• [Problem A]:
According to the martial arts memoir, how many years had passed since Bruce Lee's death when the narrator was fifteen?
• [Problem B]:
Say whether each statement agrees with the martial arts memoir, answering yes or no and quoting the deciding words: (i) "Matt" was two years older than the narrator and friends. (ii) Bruce Lee's Fighting Methods came in three volumes. (iii) "Matt" played drums.

• [Selected extract]:
::::
It was the best of times, it was an era when kung fu movies were outrageously bad, a period in which soundtrack for these movies meant one guy banging a gong, or, if budget permitted, perhaps two gongs. Sound effects for breaking bones in a fight scene consisted of one guy (maybe the gong guy) breaking a bamboo shoot over his knee…
I was fifteen years old, so I began the story over dinner tonight. I had a few close friends and we were enamored with all things martial arts related. Eight years had passed since the death of Bruce Lee. We read everything we could about the master, from the Tao of Jeet Kune Do to his four-volume Fighting Methods. We wanted to look like Bruce Lee. We wanted to be Bruce Lee.
And then we practiced. Oh, how we practiced. And by practiced I mean getting our asses kicked by a guy who was two years older than us in our neighborhood who was far more skilled than we were. For the sake of anonymity, we will call him “Matt.” He played drums, wrestled in high school, played football, concocted various poisons by placing meat in little jars and waited for them to rot, then dipped his blow gun darts into the poison and often hunted squirrels and other small targets armed with only his cunning and his blow gun. It was a learning experience; a once-in-a-lifetime opportunity in which getting kicked in the balls by “Matt” so hard your nut sack turned black and blue meant you could take it. He may have even administered a concussion or two; but it took some time to learn the importance of bobbing and weaving when you stood toe to toe with Matt; so, in essence, that was our fault. I liked to think that Bruce Lee would have agreed.
::::
(Entries for bounding box labeling)
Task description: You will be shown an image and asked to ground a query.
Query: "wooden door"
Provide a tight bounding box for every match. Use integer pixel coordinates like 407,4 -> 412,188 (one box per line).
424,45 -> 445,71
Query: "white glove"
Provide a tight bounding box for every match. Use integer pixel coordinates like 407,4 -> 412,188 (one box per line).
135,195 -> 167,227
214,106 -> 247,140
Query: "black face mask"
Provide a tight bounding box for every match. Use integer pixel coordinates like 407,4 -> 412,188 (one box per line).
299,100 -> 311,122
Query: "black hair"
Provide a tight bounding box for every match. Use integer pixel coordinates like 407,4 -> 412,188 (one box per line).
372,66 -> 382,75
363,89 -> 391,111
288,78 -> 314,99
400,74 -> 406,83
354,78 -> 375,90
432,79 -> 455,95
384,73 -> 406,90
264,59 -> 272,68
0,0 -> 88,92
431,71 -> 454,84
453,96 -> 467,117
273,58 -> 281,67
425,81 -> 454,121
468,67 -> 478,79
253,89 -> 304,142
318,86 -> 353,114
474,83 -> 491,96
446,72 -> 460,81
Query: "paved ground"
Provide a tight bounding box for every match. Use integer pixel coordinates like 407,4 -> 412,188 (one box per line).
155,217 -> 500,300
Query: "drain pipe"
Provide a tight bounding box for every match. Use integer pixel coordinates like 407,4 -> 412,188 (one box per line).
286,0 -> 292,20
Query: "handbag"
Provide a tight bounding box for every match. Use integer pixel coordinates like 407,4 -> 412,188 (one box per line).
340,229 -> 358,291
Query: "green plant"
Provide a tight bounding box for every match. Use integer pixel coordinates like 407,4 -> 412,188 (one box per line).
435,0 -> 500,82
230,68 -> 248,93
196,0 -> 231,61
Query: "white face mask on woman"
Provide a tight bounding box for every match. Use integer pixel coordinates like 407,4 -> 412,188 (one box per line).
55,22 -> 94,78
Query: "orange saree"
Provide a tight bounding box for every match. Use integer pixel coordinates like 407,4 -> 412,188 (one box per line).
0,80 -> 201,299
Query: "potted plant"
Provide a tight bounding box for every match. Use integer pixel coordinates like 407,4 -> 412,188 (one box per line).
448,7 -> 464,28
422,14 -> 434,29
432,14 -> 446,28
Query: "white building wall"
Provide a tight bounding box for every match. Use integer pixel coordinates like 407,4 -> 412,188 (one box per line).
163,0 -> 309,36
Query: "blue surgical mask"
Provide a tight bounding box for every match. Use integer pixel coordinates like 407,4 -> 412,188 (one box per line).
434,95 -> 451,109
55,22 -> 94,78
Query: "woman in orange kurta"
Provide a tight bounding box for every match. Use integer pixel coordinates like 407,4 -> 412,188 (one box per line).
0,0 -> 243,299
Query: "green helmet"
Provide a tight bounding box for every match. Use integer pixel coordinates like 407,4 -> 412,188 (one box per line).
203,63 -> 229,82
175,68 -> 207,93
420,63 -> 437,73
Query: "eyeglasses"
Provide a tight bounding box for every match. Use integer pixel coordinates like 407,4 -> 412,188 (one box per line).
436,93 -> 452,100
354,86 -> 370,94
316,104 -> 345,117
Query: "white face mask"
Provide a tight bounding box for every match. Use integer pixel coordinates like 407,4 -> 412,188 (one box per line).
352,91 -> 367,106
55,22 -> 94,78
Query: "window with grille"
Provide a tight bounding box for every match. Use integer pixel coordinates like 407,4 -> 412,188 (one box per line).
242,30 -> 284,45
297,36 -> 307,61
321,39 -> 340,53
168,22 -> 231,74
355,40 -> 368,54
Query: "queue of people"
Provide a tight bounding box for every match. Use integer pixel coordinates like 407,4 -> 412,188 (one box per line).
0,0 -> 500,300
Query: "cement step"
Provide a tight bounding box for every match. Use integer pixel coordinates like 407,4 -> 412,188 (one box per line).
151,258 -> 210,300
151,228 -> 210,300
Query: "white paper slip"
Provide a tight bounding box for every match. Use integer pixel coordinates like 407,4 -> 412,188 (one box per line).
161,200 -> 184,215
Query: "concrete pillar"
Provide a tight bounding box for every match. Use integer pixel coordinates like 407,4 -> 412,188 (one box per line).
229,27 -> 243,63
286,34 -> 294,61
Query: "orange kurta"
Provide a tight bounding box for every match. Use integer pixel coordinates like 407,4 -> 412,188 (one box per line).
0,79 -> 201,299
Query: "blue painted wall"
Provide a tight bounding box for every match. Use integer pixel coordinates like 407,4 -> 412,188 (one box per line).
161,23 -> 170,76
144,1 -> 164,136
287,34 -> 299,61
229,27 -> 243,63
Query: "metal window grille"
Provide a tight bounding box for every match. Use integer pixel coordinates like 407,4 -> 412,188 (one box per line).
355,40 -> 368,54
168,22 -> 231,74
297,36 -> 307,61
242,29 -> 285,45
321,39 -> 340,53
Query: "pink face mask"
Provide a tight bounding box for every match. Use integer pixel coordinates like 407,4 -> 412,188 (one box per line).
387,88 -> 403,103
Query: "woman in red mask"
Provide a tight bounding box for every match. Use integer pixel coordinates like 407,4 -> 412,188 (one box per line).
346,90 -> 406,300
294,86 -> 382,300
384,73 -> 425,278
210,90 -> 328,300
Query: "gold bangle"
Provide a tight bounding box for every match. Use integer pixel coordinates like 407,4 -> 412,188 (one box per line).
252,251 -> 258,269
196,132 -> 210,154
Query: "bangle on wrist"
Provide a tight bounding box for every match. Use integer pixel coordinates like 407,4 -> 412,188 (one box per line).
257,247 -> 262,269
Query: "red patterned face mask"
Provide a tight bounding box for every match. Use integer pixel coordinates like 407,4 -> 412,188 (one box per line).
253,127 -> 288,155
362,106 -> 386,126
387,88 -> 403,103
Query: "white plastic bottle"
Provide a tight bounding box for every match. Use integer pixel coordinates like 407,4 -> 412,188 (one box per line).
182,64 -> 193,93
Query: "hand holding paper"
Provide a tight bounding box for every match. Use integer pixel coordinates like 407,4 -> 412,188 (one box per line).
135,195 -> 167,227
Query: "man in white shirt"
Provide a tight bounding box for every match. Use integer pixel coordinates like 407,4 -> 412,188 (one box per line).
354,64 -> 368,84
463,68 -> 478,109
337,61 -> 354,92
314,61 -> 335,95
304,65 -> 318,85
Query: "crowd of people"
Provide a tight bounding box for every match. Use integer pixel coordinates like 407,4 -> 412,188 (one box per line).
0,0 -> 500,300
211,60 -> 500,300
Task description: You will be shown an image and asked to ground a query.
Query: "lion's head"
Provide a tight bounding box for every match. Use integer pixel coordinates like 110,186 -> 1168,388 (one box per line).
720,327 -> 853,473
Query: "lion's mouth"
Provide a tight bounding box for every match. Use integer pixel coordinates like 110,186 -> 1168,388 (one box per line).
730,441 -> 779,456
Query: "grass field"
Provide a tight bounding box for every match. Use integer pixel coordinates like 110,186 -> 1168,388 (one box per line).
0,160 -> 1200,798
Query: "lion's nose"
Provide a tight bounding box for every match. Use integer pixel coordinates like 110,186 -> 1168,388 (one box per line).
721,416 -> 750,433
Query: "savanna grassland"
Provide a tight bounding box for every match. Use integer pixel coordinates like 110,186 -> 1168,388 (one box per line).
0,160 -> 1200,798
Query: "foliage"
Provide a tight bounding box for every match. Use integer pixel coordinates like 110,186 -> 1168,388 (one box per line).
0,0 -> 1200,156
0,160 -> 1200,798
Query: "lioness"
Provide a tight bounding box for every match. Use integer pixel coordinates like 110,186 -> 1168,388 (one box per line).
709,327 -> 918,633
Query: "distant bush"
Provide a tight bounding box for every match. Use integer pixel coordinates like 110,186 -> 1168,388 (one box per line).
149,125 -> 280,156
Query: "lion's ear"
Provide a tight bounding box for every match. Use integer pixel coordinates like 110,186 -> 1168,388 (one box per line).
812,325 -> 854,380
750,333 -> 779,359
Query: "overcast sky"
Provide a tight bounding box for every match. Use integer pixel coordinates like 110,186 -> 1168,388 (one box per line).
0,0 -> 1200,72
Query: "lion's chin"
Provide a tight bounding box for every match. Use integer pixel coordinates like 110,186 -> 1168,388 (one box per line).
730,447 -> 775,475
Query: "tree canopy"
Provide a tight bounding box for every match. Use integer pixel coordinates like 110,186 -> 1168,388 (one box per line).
::::
• [Full answer A]:
Eight years

• [Full answer B]:
(i) Yes: "a guy who was two years older than us"
(ii) No: "his four-volume Fighting Methods"
(iii) Yes: "He played drums"